Given request: Reproduce the entries below verbatim, from the first line up to and including the line containing "[422,229,561,371]".

Exercise inputs:
* begin *
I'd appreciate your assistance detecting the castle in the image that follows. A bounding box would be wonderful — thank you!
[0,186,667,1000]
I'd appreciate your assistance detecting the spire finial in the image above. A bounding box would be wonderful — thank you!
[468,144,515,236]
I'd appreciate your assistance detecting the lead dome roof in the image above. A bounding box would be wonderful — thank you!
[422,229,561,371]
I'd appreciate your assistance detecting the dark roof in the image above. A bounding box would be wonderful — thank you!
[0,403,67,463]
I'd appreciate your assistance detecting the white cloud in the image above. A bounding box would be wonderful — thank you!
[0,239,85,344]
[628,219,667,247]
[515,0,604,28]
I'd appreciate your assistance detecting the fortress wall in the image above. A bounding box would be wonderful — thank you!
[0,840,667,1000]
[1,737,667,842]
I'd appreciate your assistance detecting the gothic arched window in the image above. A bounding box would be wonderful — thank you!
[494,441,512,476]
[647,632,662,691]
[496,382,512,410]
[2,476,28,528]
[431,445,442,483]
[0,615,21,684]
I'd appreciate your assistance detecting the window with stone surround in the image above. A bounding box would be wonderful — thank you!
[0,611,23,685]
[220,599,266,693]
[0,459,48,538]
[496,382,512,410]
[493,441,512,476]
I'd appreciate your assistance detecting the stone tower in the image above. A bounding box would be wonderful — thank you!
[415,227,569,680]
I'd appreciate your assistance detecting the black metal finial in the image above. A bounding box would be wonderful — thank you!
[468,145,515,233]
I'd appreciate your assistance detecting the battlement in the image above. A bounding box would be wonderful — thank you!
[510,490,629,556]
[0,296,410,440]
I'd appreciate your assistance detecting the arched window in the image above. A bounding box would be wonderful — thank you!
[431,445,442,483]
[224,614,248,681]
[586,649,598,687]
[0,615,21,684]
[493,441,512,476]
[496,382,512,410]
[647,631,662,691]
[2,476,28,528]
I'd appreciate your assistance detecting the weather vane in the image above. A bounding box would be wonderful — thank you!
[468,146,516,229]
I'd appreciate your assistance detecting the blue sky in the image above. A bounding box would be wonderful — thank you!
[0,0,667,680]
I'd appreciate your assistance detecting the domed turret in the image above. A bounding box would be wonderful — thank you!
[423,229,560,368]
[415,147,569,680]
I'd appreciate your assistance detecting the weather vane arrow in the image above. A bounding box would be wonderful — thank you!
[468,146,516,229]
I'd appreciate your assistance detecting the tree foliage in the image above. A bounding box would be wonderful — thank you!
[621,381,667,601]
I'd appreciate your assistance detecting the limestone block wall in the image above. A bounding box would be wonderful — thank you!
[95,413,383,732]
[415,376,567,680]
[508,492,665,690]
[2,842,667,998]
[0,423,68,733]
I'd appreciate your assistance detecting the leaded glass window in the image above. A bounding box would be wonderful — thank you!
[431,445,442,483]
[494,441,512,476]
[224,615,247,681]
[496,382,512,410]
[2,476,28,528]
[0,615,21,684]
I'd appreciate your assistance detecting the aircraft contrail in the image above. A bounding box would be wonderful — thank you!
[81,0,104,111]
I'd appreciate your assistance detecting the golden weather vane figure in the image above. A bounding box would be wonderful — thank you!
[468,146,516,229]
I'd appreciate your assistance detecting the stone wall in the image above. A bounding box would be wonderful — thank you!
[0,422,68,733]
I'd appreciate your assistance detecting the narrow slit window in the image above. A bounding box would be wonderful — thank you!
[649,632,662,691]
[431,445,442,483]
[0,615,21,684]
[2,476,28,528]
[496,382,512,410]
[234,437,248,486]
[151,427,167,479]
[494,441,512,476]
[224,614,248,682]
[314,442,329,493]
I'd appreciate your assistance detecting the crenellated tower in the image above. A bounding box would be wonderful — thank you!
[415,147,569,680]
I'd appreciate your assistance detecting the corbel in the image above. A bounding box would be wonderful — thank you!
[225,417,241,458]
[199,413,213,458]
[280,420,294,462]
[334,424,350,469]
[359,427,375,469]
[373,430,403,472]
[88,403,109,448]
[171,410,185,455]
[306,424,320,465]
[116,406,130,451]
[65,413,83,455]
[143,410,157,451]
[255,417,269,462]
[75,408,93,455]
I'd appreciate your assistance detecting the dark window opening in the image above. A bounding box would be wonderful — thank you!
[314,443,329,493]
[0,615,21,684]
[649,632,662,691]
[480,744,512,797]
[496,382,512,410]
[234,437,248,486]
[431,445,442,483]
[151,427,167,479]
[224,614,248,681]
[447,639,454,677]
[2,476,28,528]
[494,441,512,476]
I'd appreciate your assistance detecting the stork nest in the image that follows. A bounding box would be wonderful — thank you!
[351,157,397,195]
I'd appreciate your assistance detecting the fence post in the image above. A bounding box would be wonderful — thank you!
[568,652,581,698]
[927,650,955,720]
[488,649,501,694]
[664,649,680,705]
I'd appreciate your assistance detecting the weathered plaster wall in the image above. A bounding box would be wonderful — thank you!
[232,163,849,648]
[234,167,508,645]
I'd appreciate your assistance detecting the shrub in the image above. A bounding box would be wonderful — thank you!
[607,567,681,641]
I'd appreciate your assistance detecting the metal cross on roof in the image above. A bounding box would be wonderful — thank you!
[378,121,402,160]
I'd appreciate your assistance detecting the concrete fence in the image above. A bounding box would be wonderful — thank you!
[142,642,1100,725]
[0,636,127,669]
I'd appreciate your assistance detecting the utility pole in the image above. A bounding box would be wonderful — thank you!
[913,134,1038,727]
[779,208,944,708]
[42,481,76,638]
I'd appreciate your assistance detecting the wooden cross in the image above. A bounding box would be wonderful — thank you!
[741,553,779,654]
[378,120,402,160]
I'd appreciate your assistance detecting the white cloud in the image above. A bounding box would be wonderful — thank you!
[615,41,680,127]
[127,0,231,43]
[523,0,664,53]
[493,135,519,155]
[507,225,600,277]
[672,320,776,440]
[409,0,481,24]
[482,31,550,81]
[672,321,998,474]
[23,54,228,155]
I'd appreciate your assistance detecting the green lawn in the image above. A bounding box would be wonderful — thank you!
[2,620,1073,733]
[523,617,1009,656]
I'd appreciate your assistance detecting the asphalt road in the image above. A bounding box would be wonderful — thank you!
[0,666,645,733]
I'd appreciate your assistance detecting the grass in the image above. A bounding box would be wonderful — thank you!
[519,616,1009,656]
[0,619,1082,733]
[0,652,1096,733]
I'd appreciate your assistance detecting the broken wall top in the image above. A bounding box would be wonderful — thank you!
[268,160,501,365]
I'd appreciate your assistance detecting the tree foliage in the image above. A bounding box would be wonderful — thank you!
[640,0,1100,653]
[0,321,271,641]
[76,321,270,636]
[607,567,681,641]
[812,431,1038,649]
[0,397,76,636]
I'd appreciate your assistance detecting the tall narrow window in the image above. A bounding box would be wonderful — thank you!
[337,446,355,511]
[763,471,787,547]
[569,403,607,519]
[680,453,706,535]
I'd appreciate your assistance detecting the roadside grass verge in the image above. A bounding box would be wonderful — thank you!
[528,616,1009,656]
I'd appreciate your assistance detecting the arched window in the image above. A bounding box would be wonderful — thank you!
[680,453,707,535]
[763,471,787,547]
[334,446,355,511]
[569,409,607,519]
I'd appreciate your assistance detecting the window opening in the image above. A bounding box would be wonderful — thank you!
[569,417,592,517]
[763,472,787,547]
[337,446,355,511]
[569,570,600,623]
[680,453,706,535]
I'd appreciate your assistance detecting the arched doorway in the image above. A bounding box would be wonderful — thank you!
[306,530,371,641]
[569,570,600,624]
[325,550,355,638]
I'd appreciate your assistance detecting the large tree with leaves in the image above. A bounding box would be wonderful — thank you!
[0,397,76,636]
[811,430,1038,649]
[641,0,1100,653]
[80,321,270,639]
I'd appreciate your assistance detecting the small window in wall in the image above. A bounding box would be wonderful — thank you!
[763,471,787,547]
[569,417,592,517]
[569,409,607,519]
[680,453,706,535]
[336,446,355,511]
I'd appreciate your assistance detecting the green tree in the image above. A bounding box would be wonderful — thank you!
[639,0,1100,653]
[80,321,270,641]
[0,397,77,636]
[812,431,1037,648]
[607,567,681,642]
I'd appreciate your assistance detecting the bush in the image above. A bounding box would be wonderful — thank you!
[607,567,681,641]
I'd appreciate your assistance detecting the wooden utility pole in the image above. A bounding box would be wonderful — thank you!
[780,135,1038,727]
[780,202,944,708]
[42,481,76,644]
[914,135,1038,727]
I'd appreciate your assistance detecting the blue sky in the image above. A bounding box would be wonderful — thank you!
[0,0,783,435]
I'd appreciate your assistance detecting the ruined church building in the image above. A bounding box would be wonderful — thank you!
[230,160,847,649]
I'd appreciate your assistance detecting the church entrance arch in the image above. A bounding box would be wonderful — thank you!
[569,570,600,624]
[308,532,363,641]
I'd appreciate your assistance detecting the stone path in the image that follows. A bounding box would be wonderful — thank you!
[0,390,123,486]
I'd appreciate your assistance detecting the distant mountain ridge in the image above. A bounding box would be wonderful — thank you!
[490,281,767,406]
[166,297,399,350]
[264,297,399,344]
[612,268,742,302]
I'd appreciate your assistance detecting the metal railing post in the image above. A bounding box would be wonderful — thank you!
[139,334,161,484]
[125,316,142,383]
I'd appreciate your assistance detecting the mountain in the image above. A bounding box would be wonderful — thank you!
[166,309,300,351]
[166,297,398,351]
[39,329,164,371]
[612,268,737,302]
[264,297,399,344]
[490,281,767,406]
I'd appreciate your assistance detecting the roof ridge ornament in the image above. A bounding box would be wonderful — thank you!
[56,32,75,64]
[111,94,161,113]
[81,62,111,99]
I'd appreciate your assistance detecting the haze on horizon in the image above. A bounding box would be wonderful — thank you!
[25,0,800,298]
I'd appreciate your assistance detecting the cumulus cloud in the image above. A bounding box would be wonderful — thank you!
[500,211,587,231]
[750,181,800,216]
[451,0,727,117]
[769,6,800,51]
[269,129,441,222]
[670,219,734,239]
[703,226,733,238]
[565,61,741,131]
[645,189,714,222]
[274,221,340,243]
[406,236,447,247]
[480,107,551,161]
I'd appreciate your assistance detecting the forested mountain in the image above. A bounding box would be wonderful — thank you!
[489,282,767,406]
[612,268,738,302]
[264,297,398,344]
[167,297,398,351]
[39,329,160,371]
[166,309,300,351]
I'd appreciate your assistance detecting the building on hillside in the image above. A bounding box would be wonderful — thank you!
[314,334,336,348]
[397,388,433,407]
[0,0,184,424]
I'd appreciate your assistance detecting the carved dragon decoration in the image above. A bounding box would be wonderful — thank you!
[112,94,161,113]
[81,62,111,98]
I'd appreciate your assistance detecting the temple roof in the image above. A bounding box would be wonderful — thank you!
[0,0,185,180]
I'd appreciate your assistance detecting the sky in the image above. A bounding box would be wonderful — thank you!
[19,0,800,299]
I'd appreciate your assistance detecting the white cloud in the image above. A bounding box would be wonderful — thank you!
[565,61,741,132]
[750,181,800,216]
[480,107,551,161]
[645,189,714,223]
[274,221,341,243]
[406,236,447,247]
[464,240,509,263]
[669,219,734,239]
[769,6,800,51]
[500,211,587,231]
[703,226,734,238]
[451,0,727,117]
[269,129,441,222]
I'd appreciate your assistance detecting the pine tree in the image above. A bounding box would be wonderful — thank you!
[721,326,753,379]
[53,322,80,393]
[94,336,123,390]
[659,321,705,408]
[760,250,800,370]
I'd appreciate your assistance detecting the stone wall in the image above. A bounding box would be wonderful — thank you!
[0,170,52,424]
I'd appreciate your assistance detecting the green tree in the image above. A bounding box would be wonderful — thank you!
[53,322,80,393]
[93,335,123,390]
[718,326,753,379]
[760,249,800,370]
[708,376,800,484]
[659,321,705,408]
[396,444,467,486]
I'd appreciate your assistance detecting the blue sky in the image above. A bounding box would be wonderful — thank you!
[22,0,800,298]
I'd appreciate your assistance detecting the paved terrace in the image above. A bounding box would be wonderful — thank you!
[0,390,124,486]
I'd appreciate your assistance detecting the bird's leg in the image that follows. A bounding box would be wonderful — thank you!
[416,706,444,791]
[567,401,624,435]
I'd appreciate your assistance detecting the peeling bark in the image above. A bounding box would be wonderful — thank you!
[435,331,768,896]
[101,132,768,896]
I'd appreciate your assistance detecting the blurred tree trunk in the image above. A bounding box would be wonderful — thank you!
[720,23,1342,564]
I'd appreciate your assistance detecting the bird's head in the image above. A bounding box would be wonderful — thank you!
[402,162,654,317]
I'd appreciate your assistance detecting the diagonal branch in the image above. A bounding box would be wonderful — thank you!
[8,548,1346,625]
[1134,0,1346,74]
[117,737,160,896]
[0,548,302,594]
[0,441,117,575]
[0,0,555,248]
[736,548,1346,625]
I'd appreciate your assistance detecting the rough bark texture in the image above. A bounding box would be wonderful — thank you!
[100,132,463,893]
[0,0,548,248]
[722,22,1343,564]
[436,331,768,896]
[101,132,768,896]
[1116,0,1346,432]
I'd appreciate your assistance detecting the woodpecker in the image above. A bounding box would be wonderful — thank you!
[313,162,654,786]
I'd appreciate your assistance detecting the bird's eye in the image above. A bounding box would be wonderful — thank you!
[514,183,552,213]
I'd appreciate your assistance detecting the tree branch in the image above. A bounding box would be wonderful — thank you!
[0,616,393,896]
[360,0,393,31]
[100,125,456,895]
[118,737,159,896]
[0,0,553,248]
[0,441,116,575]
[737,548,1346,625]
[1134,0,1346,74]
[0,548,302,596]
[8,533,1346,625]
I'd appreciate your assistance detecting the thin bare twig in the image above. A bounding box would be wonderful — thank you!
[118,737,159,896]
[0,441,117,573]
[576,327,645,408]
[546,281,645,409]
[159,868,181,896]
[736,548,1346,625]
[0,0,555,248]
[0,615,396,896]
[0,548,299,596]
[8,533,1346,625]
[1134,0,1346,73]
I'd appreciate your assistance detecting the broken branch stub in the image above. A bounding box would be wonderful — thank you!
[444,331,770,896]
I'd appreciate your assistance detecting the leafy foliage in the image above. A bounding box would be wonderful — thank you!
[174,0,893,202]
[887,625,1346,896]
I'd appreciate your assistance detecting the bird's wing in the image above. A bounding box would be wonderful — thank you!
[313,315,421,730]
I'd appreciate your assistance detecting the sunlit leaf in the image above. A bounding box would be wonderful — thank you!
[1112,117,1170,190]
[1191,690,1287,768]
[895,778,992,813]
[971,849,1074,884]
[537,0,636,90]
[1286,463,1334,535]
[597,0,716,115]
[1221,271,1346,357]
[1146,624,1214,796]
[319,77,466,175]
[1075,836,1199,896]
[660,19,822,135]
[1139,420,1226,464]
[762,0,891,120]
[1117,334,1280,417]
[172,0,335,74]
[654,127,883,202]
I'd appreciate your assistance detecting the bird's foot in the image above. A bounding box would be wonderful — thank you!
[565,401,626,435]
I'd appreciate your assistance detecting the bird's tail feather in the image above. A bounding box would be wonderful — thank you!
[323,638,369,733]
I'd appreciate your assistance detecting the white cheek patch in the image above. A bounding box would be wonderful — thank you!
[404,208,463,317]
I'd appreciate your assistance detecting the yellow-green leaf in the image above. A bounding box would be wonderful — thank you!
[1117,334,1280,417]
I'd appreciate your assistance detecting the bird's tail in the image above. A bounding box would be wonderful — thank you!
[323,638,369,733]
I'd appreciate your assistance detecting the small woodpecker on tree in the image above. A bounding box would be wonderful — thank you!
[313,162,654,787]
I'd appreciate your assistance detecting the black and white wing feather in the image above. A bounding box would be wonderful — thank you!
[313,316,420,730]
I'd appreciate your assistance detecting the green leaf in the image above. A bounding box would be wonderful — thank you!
* end *
Result for this task:
I'd appreciate your assistance detecting the castle in the image that follows. A bounding box would be wonderful — thank you!
[0,186,667,1000]
I'd appreciate your assistance detecting the spire finial in the image above. A bounding box would be wonderful — thank you!
[468,144,515,236]
I'd appreciate your assistance detecting the lead dome roof in the image above. A bounding box would be wonderful — thank you!
[422,229,561,371]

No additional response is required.